(EXERCISE INSTRUCTIONS)
Please copy the lines below exactly, from the line with "Confirm that each instance of the white interior" to the line with "Confirm that each instance of the textured", both included. Reproduce only those lines.

(DATA SECTION)

[BEGIN]

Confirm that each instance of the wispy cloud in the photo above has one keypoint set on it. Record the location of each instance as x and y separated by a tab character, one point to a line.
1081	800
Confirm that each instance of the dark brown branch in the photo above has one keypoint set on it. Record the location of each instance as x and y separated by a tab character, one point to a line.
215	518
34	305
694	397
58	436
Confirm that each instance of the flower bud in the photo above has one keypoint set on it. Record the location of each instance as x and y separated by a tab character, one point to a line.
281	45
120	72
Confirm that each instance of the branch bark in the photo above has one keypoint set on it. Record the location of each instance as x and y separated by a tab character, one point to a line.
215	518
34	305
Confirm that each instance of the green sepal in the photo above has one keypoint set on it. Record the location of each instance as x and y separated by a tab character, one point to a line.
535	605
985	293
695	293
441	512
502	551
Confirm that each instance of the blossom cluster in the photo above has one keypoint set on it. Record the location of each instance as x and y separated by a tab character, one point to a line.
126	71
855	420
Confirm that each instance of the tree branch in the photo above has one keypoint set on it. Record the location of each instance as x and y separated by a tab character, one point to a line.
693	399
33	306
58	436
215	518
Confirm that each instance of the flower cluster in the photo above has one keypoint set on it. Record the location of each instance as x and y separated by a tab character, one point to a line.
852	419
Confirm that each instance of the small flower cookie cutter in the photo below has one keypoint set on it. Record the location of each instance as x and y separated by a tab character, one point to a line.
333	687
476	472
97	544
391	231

[END]
[BEGIN]

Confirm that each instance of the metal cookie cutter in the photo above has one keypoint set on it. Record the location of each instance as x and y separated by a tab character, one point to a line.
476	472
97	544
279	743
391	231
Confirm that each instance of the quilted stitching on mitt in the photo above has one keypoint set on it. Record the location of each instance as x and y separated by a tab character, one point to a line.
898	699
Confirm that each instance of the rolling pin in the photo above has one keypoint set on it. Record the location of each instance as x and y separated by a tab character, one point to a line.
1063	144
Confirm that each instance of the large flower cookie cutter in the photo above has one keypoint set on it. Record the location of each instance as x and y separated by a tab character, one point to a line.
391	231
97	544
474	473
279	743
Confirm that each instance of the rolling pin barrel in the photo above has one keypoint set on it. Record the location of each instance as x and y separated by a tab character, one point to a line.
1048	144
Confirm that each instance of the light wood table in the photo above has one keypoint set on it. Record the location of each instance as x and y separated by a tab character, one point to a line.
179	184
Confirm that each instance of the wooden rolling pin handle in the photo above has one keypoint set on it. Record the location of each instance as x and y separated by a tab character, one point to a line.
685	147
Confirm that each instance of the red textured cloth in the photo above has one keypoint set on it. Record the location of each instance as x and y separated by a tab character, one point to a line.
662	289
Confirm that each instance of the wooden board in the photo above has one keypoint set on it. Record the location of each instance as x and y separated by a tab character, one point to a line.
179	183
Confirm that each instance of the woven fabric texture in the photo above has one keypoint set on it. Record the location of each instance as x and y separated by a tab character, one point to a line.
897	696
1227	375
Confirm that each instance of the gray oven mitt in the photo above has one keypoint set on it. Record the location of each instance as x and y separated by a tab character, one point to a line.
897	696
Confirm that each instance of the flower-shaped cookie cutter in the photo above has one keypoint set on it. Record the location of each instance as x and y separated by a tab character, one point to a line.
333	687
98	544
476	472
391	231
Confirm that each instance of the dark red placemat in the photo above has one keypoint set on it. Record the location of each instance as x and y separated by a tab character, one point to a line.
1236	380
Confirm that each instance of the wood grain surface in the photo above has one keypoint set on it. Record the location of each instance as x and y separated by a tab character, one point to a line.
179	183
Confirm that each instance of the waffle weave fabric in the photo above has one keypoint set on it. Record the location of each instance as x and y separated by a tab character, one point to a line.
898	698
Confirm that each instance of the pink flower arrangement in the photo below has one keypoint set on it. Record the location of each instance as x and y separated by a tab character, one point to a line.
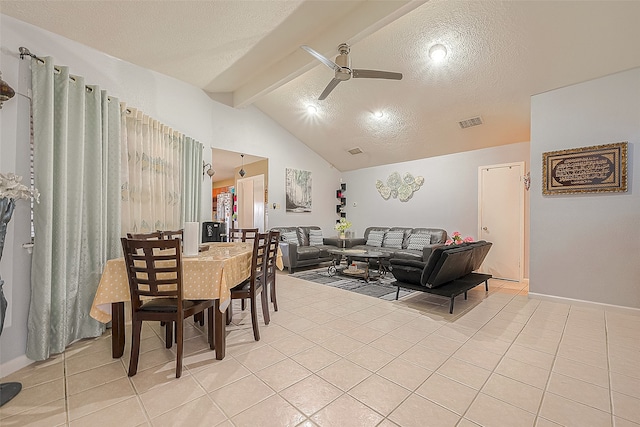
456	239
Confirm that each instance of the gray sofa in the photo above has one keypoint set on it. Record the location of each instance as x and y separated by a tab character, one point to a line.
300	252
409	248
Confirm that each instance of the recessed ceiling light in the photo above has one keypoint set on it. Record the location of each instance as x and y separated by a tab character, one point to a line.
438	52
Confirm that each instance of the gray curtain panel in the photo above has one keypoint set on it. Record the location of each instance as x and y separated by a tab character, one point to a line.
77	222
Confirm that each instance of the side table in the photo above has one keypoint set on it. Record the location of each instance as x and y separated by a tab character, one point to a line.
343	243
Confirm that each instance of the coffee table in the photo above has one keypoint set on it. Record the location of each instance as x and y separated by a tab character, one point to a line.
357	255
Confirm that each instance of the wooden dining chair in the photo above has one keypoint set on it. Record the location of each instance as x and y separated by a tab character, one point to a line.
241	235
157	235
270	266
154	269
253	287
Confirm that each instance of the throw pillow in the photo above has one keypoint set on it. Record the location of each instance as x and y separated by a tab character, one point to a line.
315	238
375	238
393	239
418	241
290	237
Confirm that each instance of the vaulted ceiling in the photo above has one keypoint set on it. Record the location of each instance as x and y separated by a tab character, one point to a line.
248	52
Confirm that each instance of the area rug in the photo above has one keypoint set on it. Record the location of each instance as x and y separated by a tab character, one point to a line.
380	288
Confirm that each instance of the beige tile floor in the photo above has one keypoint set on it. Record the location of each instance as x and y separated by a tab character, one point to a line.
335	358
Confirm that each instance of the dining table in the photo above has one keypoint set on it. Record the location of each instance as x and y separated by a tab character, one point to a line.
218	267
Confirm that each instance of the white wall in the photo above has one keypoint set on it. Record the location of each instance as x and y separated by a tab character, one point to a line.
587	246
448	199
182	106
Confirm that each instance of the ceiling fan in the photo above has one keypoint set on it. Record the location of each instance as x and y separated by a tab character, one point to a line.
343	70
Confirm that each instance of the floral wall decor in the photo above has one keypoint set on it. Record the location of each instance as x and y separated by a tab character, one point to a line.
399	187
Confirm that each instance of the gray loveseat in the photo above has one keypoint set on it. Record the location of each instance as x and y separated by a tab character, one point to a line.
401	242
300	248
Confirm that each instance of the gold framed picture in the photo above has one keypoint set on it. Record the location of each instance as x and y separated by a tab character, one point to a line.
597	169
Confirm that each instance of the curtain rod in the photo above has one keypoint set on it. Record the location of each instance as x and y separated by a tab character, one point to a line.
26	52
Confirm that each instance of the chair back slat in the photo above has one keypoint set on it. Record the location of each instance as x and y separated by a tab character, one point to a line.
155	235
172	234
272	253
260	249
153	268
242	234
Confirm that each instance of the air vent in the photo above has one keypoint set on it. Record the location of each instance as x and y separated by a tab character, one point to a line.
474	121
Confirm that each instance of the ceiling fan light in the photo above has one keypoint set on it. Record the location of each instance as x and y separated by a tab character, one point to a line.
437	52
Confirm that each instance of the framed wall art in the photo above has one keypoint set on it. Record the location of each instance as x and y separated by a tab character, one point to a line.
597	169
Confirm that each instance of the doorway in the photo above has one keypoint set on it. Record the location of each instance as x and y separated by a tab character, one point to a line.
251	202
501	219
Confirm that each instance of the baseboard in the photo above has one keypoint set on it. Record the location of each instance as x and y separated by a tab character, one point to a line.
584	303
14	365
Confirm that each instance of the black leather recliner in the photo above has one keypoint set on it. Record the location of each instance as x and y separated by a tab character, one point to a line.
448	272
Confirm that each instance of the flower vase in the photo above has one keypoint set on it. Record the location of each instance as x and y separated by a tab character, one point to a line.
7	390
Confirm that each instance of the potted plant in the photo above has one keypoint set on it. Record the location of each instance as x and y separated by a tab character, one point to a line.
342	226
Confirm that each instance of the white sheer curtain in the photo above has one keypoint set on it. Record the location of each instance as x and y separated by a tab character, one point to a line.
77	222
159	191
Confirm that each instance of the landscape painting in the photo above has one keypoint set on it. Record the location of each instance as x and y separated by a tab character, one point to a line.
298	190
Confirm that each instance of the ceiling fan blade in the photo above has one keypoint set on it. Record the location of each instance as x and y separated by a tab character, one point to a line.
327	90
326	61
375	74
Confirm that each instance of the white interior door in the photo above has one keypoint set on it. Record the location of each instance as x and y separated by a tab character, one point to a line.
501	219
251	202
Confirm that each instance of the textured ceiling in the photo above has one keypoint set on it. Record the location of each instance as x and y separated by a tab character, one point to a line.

[END]
[BEGIN]

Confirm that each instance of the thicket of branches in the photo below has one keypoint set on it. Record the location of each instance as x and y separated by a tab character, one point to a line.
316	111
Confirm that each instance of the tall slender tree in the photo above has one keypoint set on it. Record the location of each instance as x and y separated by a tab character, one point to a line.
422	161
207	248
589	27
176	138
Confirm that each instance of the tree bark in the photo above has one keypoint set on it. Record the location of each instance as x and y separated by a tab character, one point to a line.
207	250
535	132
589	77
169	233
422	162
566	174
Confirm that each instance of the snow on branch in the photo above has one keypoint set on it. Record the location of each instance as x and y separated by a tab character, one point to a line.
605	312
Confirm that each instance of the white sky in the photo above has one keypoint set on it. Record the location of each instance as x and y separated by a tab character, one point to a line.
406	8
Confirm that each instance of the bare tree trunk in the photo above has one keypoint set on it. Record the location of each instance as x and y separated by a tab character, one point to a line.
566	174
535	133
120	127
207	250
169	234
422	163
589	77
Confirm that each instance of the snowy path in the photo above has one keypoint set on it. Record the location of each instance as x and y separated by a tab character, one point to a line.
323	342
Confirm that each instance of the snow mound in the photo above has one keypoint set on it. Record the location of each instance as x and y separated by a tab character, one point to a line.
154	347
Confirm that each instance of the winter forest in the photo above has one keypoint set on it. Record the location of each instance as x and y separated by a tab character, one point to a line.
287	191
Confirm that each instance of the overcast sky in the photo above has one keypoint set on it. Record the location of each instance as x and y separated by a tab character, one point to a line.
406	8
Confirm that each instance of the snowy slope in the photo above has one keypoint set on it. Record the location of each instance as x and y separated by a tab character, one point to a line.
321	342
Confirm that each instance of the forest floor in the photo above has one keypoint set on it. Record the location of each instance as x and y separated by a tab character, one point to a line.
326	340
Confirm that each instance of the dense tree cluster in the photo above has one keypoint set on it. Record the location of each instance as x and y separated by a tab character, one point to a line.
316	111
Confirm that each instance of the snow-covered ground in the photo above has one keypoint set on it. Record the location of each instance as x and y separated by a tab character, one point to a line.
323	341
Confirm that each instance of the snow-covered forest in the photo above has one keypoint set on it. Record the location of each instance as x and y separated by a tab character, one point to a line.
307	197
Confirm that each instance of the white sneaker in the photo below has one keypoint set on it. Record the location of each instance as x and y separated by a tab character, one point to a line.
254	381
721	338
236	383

[END]

(REPLY TO THE TASK)
Confirm that each instance of the white interior door in the photo above has one keypoint set on it. Record the location of each instance as x and y separated by a tab character, one point to a line.
501	219
251	202
Confirm that each instance of the textured ceiling in the photo above has one keypoint set on it. Record the location of each instance as x and y separated by a tab character, one point to a line.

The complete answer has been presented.